WRITTEN PROBLEM: Carry on the article about the decline of farming in the Sydney Basin, starting after its last sentence.

It now represents just five per cent of all agricultural operations in NSW, according to data from the Australian Bureau of Agricultural and Resource Economics and Sciences (ABARES).

With fresh fruit and vegetables easily obtainable from interstate growers, the future of the once-booming farming region – previously valued at over one billion dollars – looks bleak.

In 2016, 20 per cent of the food consumed in Sydney was locally produced. However, this figure is expected to plummet to six per cent by 2031.

The Sydney Basin, or Greater Sydney Region, comprises agricultural land bounded by Wollondilly in the East, the Blue Mountains in the west and Gosford in the north.


Colin Nicholson has given up farming (Image/Daniella Scotti)

Locals, like fourth-generation farmer and stone fruit orchardist Colin Nicholson, say they’re consumed by pressures out of their control.

Mr Nicholson turned his back on the farm, this year.

“I just had enough,” he said.

SOURCE MATERIAL:

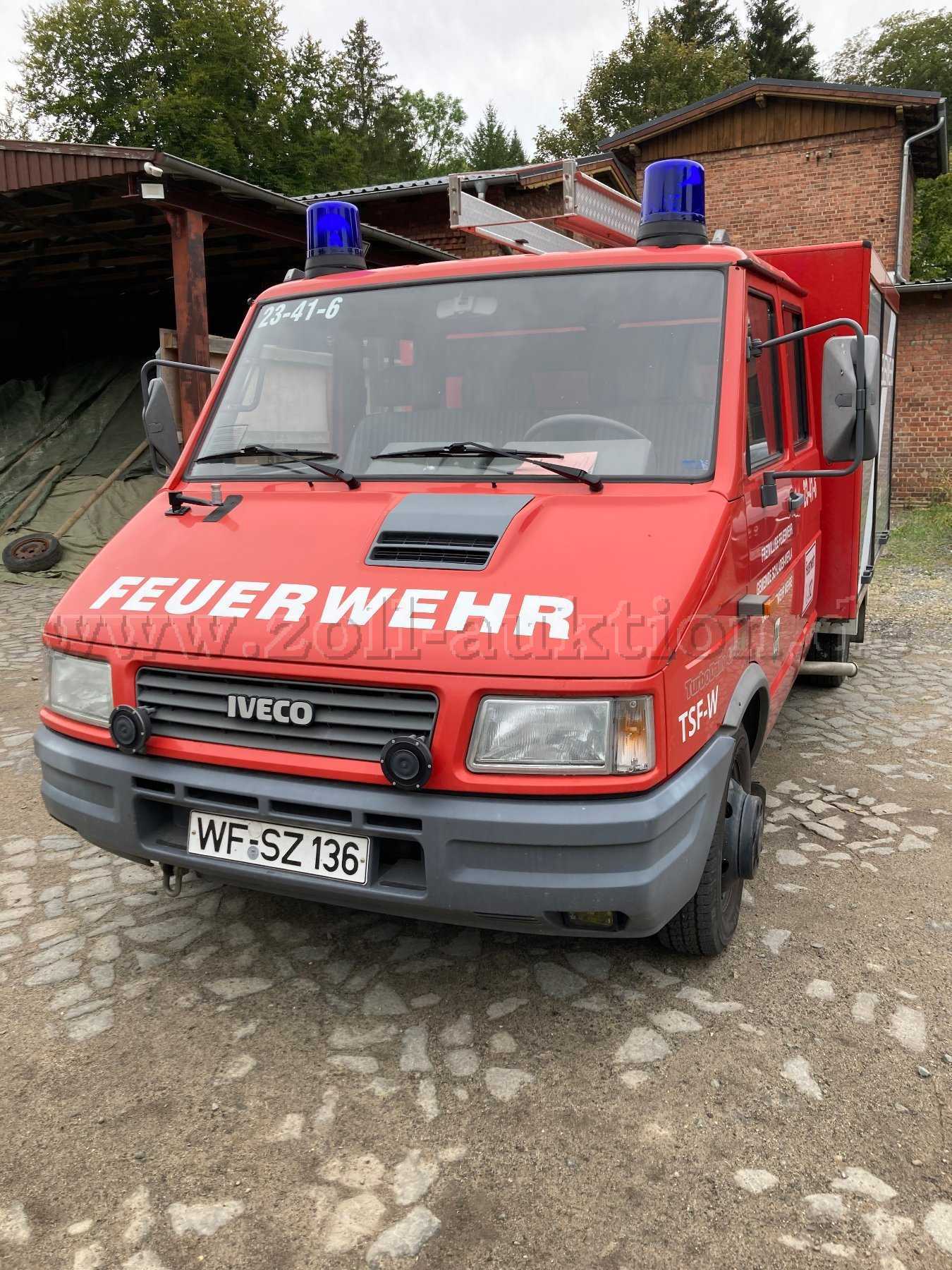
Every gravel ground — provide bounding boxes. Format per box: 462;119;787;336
0;568;952;1270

RESPONSE:
Lack of water, hail storms, fruit bats and price setting from supermarket giants, were just some of the reasons he gave for closing the doors on a family business that began in 1897.

Mr Nicholson’s farm, located in Sydney’s north-western suburb of Forest Glen, had been carting tonnes of fresh stone fruit to Sydney’s Flemington markets for over 42 years.

Flemington Markets, Sydney (Image/Daniella Scotti)

The last five years have seen a steady decline in profitability,” he said.

“No-one in horticulture gets enough for their produce to make a living – that’s the main issue.”

He blames “the increased fruit from Victoria” and supermarket prices.

“The supermarkets just seem to set a price and that’s the price they are going to pay. Even if the fruit is a little bit scarce, they still won’t pay.

“There is not a lot of that high demand price that we used to get.”

Mr Nicholson believes that supermarkets are quite happy to import produce from Chile if that means they are paying a lower price.

“This year was probably the toughest marketing year. There was pretty much a complaint about the fruit every day.”

The markets at Flemington are located 15 kilometres west of Sydney’s CBD and are the domain for fresh produce.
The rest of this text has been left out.